What is needed: A verbatim copy of all entries is the expected output.

Data supplied:

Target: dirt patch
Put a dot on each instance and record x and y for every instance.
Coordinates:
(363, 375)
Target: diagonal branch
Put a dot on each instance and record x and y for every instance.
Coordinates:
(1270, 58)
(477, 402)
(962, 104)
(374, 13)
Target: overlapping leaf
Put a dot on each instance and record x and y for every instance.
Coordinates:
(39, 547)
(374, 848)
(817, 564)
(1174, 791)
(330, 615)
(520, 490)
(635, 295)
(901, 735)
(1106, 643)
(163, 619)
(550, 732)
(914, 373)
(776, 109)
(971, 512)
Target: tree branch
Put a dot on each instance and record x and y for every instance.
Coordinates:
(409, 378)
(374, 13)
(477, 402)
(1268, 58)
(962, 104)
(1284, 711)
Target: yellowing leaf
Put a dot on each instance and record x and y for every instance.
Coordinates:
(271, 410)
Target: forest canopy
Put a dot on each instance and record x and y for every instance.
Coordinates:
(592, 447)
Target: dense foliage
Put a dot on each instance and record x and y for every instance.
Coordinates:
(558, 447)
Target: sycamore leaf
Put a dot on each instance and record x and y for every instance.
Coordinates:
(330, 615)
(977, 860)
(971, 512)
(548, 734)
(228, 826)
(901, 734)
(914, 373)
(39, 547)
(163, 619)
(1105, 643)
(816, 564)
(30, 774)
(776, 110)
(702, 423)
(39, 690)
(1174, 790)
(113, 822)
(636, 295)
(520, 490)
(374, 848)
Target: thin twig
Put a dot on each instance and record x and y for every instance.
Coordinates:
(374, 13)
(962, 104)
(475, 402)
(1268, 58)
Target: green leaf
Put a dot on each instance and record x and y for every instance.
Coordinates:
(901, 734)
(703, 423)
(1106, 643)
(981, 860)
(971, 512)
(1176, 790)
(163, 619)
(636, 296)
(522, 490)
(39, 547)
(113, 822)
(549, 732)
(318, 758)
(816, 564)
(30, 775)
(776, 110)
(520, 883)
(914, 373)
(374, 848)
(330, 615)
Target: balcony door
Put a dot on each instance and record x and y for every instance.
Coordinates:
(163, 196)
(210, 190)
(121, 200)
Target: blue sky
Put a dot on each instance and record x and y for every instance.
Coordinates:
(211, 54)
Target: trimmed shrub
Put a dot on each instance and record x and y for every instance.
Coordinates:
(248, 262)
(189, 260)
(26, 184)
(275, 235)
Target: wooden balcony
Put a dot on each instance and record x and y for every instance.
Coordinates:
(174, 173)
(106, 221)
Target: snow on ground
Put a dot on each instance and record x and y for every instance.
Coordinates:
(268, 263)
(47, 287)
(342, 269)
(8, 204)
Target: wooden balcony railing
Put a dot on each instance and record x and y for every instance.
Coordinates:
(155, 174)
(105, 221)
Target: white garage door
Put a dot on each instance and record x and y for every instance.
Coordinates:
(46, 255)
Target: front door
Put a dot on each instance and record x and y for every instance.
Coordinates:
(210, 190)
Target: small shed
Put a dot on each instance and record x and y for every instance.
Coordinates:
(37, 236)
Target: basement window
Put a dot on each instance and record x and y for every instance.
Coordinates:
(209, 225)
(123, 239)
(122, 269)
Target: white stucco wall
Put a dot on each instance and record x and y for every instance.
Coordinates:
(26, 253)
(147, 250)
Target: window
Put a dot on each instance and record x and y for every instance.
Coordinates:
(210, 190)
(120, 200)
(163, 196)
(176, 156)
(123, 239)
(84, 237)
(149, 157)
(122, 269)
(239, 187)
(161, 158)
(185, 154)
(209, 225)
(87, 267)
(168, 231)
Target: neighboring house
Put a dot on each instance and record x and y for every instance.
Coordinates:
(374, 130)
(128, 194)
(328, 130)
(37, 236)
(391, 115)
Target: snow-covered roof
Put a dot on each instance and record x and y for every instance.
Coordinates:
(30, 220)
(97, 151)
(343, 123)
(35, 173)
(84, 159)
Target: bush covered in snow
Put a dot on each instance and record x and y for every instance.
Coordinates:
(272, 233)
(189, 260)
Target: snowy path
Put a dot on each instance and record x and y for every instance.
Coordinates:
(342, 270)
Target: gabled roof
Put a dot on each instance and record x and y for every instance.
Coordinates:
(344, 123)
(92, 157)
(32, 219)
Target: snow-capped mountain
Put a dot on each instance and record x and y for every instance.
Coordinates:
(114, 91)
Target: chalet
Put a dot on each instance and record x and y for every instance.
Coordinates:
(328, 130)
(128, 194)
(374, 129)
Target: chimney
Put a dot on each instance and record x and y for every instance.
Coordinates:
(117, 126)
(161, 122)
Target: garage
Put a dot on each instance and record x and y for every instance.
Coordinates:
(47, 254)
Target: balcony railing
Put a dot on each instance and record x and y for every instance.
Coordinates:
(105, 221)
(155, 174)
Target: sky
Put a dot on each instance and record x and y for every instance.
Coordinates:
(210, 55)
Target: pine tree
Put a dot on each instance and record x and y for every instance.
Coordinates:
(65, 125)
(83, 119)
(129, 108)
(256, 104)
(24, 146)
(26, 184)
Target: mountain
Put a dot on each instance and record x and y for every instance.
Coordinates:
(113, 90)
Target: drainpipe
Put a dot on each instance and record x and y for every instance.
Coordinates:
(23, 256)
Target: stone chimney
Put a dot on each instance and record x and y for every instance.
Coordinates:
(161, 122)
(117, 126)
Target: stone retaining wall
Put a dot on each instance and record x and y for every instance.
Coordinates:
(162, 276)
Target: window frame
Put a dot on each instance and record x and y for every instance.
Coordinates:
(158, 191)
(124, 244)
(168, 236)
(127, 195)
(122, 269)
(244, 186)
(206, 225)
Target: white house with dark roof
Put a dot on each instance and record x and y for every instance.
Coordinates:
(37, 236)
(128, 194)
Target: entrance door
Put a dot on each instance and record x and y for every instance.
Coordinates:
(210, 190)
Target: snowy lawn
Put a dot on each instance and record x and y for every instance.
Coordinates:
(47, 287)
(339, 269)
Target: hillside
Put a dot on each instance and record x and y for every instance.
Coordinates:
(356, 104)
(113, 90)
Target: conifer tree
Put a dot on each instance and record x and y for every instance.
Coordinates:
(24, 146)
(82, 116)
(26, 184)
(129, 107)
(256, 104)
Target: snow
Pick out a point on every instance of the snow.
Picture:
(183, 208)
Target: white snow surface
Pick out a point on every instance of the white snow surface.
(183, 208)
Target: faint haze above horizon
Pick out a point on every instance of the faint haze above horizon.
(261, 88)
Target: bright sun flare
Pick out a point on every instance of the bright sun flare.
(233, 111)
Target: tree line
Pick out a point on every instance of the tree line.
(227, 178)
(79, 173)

Solution to this exercise:
Target: dirt patch
Put a dot on each instance and record x and y for every instance.
Coordinates:
(363, 375)
Target: diagonal branch
Put a dot on each instance and record x and y for every instance.
Coordinates:
(1270, 58)
(477, 402)
(962, 104)
(374, 13)
Target: overlapping leaf
Put a dot on each instance and record x and y for every instance.
Coordinates:
(39, 547)
(374, 848)
(817, 564)
(1174, 791)
(330, 615)
(520, 490)
(635, 295)
(901, 735)
(1106, 643)
(163, 619)
(550, 732)
(914, 373)
(776, 109)
(971, 512)
Target: tree branch
Put a dot on each instance and record x and y for every instance.
Coordinates:
(409, 378)
(374, 13)
(477, 402)
(1268, 58)
(962, 104)
(1284, 711)
Target: yellowing leaf
Put a dot on each instance and record x and y for every instance.
Coordinates:
(271, 410)
Target: forest canopy
Put a dot on each instance and record x and y for every instance.
Coordinates:
(592, 447)
Target: dense foliage
Put a dot on each instance and record x and y for every instance.
Coordinates:
(558, 447)
Target: sycamore leaf
Put a dot on each instance and record x and y for every instance.
Coordinates:
(330, 615)
(977, 860)
(971, 512)
(548, 734)
(228, 826)
(901, 734)
(914, 373)
(39, 547)
(163, 619)
(1105, 643)
(816, 564)
(30, 774)
(776, 110)
(702, 423)
(39, 690)
(1174, 790)
(113, 822)
(636, 295)
(520, 490)
(374, 848)
Target: thin twig
Put a dot on each instance and record x and y for every instance.
Coordinates:
(374, 13)
(962, 104)
(475, 402)
(1268, 58)
Target: green leaf
Put a dot on each instance and record x and y for every instance.
Coordinates:
(901, 734)
(703, 423)
(1106, 643)
(981, 860)
(971, 512)
(1176, 790)
(163, 619)
(636, 296)
(522, 490)
(39, 547)
(113, 822)
(549, 732)
(318, 758)
(816, 564)
(30, 775)
(776, 110)
(520, 883)
(914, 373)
(374, 848)
(330, 615)
Target: balcony door
Put a dot on each instance and record x and y for every instance.
Coordinates:
(163, 196)
(210, 190)
(121, 200)
Target: blue sky
Put a dot on each instance and record x and y for every instance.
Coordinates:
(211, 54)
Target: trimmed shrub
Put a dot on each instance and record x and y for every instance.
Coordinates:
(248, 262)
(189, 260)
(26, 184)
(275, 235)
Target: wooden balcony
Put a dot on each instance and record x and y for every instance.
Coordinates:
(174, 173)
(106, 221)
Target: snow on ground
Put a dot on each instance and record x and y for every instance.
Coordinates:
(268, 263)
(47, 287)
(342, 269)
(8, 204)
Target: wooden balcony railing
Put a dot on each instance and record x and y for every instance.
Coordinates:
(155, 174)
(105, 221)
Target: white garage door
Put a dot on each instance and record x and y for every instance.
Coordinates:
(46, 255)
Target: front door
Put a dot on each instance and record x and y for every instance.
Coordinates:
(210, 190)
Target: small shed
Put a dot on each instance and record x and y for every instance.
Coordinates:
(37, 236)
Target: basement window
Put a dot on each instance and record x and y for every instance.
Coordinates:
(209, 225)
(123, 239)
(122, 269)
Target: white stucco wall
Put a dot on each instance and record x and y for every instance.
Coordinates:
(26, 253)
(147, 250)
Target: window
Put a dot on each instance and record x and y for every instance.
Coordinates:
(210, 190)
(120, 200)
(163, 196)
(176, 156)
(123, 239)
(84, 237)
(149, 157)
(122, 269)
(239, 187)
(161, 158)
(185, 154)
(209, 225)
(87, 267)
(168, 231)
Target: neighboring house
Put a dot on each instance and record x and y for every instance.
Coordinates:
(374, 130)
(128, 194)
(328, 130)
(37, 236)
(391, 115)
Target: snow-covered roof
Put a dot on each instance and record x and y for every instance.
Coordinates:
(30, 220)
(97, 151)
(343, 123)
(35, 173)
(84, 159)
Target: bush covered in snow
Put a dot on each instance and record x and y for every instance.
Coordinates:
(272, 233)
(189, 260)
Target: snowy path
Put a dot on each instance and record x and y for every instance.
Coordinates:
(342, 270)
Target: gabled roof
Put a dot on each instance and record x and y for every instance.
Coordinates:
(344, 123)
(92, 157)
(32, 219)
Target: snow-capped mountain
Put a dot on each instance and record x and y for every instance.
Coordinates:
(114, 91)
Target: chalet
Put a dot on each instance and record x and y for every instance.
Coordinates:
(328, 130)
(128, 194)
(374, 129)
Target: chimney
Put a dot on each instance and record x and y for every instance.
Coordinates:
(117, 126)
(161, 122)
Target: garage
Put a dot on each instance and record x and y for every instance.
Coordinates:
(47, 254)
Target: balcony railing
Put a dot on each instance and record x and y for every instance.
Coordinates:
(105, 221)
(155, 174)
Target: sky
Put a dot on each instance and record x and y for every instance.
Coordinates:
(210, 55)
Target: pine tree
Put a dot on each instance and record x and y for every instance.
Coordinates:
(65, 125)
(83, 119)
(129, 108)
(256, 104)
(24, 146)
(26, 184)
Target: mountain
Put a dot on each instance and record x and y for every instance.
Coordinates:
(113, 90)
Target: drainpipe
Put a dot on each instance and record x and y for every instance.
Coordinates:
(23, 256)
Target: stone chimney
Put a dot on each instance and record x and y for every instance.
Coordinates:
(161, 122)
(117, 126)
Target: stone retaining wall
Put a dot on each instance and record x and y for every instance.
Coordinates:
(162, 276)
Target: window frame
Put a dot on each instance and record x and y for every instance.
Coordinates:
(158, 191)
(124, 244)
(168, 236)
(127, 195)
(122, 269)
(244, 186)
(206, 225)
Target: white house with dark roof
Put a dot on each instance and record x and y for every instance.
Coordinates:
(37, 236)
(128, 194)
Target: entrance door
Put a dot on each instance and record x and y for every instance.
Coordinates:
(210, 190)
Target: snowy lawn
Put a dot on each instance and record x and y for every instance.
Coordinates:
(47, 287)
(339, 269)
Target: hillside
Put a dot on each instance and record x and y for every instance.
Coordinates:
(356, 104)
(113, 90)
Target: conifer tree
Put a dot on each instance and record x and y for every instance.
Coordinates:
(24, 146)
(82, 116)
(26, 184)
(129, 107)
(256, 104)
Target: snow
Pick out a point on every instance of the snow.
Picture:
(183, 208)
Target: white snow surface
Pick out a point on every instance of the white snow surface.
(183, 208)
Target: faint haze above horizon
Pick out a point on every instance of the faint haze above horizon.
(261, 88)
Target: bright sun flare
Pick out a point on every instance of the bright sun flare.
(233, 111)
Target: tree line
Pick out a point on every instance of the tree line.
(227, 178)
(79, 173)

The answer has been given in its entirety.